• **Article**:
**********
Edited, Updated and Revised by C. Matthew McMahon
A Puritan’s Mind, Inc. Copyright April 2004

Changes made to this edition do not affect the overall language of the document, nor do they change the writer’s intention. Spelling, grammar and formatting changes have been made, and modernized wording is used in specific cases to help today’s reader more fully grasp the intention of the author.

—Smite the shepherd and the sheep shall be scattered; and I will turn mine hand upon the little ones, xiii. 7, 8, 9. -Zechariah

WHAT is the Kirk like when the Shepherd is stricken, the head all black with strokes, the members all chased away, and hiding themselves in this hole and that hole? The case is dolorous enough.

Indeed Christ’s back is at the wall now. The great Shepherd (if we may say so) has gotten such a bite on the heel, by that great hell’s hound, the devil, that he cannot walk. He is under God’s wrath, and death has given him the stakes! to keep. Dogs have come in among the sheep, and scattered them; and stout fair-tongued Peter has taken a backside. The enemy is saying, Take up holy Christ now! for all His holiness He is slain! and His disciples have taken to their heels for it, fled to the hills, and are gone.
**********
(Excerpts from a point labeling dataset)
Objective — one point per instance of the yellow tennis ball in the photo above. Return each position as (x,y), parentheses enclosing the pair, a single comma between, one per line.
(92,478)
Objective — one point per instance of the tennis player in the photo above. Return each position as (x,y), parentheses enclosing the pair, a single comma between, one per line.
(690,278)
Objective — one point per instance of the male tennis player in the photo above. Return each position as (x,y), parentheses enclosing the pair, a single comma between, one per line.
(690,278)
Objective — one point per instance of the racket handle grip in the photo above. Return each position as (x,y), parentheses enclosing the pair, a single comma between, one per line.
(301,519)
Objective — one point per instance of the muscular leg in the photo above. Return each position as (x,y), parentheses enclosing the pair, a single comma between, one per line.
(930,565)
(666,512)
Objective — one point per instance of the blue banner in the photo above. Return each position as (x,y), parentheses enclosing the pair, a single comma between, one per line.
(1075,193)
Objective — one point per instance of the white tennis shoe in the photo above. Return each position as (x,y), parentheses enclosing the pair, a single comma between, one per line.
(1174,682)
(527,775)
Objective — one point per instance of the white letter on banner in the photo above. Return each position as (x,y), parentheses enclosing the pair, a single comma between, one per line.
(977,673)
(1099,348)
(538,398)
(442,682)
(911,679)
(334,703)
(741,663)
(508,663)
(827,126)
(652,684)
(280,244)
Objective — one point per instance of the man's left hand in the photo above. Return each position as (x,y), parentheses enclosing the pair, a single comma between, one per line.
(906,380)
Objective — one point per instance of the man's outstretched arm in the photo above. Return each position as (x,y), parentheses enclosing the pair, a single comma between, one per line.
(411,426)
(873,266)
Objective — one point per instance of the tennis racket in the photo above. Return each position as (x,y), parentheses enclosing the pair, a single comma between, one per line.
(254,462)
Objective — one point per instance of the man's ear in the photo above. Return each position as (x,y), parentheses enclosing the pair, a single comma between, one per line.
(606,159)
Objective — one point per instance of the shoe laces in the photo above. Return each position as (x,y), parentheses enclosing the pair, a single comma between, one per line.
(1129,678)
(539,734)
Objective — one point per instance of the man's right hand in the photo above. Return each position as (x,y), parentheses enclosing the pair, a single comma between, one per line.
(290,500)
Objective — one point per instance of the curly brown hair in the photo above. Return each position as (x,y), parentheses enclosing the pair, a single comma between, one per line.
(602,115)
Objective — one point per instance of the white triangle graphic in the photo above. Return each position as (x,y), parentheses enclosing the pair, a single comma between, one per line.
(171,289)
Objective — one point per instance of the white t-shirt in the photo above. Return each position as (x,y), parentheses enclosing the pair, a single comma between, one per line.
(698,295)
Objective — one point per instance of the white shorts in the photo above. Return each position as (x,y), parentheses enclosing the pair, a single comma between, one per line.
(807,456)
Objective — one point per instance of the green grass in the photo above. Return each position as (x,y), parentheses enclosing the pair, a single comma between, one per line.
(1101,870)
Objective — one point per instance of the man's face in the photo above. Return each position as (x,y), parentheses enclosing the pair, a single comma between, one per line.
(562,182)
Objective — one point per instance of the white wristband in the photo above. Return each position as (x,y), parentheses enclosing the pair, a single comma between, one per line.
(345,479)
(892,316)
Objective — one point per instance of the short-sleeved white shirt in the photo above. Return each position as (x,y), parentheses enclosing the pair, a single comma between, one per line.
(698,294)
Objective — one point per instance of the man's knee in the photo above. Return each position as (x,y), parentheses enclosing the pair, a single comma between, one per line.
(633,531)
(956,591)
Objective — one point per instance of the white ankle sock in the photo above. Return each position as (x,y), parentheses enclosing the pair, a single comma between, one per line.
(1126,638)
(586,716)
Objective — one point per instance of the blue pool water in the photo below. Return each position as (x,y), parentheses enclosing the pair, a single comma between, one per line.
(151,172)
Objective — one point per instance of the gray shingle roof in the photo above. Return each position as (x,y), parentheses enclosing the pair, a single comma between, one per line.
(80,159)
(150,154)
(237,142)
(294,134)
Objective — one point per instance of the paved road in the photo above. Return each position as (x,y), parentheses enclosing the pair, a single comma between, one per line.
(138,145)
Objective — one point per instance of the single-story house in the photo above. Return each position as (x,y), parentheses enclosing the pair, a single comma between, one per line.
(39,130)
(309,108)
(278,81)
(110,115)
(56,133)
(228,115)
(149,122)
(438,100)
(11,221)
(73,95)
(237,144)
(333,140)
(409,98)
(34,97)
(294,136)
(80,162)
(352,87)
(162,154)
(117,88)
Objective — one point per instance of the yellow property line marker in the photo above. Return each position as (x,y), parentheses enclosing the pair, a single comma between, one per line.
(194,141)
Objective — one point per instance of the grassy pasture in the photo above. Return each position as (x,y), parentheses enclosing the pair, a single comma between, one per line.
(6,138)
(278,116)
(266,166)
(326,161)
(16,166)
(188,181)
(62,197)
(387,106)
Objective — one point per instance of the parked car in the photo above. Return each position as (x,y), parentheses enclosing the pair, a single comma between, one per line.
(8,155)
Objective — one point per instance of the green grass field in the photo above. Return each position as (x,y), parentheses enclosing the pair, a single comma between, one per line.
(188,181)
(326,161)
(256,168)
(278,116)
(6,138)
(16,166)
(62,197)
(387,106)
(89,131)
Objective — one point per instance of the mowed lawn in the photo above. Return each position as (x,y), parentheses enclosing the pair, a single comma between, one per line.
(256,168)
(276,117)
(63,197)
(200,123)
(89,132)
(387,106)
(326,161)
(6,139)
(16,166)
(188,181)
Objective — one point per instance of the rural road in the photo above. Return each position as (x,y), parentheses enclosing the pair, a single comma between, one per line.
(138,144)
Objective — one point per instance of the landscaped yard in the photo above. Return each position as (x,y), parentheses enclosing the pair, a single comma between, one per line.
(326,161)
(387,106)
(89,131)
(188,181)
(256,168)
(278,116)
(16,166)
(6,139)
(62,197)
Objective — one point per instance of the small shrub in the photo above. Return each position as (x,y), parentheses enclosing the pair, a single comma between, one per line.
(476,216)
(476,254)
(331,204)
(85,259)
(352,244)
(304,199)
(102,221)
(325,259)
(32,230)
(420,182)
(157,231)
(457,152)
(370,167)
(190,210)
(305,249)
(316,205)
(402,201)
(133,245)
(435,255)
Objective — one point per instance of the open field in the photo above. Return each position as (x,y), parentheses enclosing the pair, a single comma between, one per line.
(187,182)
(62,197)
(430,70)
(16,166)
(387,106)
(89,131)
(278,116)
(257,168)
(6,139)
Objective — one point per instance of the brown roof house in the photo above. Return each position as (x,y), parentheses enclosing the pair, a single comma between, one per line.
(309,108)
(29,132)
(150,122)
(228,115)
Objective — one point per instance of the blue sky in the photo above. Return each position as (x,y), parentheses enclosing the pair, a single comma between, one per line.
**********
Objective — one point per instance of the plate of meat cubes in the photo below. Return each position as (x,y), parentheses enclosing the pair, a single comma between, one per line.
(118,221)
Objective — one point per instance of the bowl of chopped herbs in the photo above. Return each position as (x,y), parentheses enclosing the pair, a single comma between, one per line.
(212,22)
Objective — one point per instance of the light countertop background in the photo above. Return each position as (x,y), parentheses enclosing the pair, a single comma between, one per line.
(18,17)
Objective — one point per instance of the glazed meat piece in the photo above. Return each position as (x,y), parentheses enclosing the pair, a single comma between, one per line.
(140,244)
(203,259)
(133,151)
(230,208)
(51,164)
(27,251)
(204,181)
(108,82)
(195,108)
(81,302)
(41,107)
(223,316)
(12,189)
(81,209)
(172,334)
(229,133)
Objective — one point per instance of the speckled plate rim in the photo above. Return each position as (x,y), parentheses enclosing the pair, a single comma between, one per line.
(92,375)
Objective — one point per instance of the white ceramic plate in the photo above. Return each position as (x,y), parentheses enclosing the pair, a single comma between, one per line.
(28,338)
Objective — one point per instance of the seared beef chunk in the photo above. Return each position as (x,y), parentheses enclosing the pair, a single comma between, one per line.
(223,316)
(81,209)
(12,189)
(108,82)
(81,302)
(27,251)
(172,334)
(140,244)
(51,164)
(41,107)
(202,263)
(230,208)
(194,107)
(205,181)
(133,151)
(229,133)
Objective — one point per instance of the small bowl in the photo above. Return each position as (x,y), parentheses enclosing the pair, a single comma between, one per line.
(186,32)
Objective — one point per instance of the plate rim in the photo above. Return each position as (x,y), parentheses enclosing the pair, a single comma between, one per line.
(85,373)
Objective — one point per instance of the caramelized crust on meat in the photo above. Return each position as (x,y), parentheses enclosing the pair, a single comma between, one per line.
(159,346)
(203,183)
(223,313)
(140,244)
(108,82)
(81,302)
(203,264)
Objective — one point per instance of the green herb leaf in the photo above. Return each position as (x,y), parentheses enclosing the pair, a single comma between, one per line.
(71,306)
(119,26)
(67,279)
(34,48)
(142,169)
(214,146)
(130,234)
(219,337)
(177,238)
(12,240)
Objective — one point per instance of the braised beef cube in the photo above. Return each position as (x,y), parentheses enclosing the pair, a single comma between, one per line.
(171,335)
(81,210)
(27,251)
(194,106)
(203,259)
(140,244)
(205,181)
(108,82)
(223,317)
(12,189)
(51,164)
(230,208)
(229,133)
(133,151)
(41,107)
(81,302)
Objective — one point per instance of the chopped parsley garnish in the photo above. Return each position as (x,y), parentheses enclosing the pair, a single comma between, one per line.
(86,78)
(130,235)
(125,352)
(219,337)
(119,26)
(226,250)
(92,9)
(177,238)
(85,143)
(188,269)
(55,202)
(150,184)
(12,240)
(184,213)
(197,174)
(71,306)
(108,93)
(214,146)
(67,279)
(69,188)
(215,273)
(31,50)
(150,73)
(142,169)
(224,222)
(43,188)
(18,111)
**********
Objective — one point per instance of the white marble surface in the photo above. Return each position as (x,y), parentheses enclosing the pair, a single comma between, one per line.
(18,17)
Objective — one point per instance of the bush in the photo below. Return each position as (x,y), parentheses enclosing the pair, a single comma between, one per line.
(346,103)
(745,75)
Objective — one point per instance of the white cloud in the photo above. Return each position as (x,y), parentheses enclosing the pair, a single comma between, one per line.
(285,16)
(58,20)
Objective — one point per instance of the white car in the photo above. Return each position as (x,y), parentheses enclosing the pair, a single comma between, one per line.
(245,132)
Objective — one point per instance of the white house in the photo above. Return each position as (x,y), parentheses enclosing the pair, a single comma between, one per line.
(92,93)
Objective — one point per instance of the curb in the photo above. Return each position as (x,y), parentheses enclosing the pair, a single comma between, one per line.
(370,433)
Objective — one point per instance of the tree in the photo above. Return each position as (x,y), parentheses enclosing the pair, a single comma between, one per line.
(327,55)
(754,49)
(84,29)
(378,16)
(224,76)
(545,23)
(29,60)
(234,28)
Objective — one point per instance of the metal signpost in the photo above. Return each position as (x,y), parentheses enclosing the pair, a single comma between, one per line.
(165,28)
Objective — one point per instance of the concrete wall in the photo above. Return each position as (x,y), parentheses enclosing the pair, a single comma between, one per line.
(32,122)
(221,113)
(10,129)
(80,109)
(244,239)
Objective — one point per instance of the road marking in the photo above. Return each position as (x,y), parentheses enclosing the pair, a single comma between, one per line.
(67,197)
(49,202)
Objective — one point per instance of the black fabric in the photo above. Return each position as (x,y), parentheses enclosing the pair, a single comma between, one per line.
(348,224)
**********
• **To be done**:
[a] In the sermon excerpt, who has "taken a backside"?
[b] List every kind of change that the sermon excerpt says was made to this edition.
[c] Write out the sermon excerpt from "Changes made to" up to and including "is dolorous enough.".

• **The answers**:
[a] Stout fair-tongued Peter.

[b] Spelling, grammar, formatting, and modernized wording in specific cases.

[c]
Changes made to this edition do not affect the overall language of the document, nor do they change the writer’s intention. Spelling, grammar and formatting changes have been made, and modernized wording is used in specific cases to help today’s reader more fully grasp the intention of the author.

—Smite the shepherd and the sheep shall be scattered; and I will turn mine hand upon the little ones, xiii. 7, 8, 9. -Zechariah

WHAT is the Kirk like when the Shepherd is stricken, the head all black with strokes, the members all chased away, and hiding themselves in this hole and that hole? The case is dolorous enough.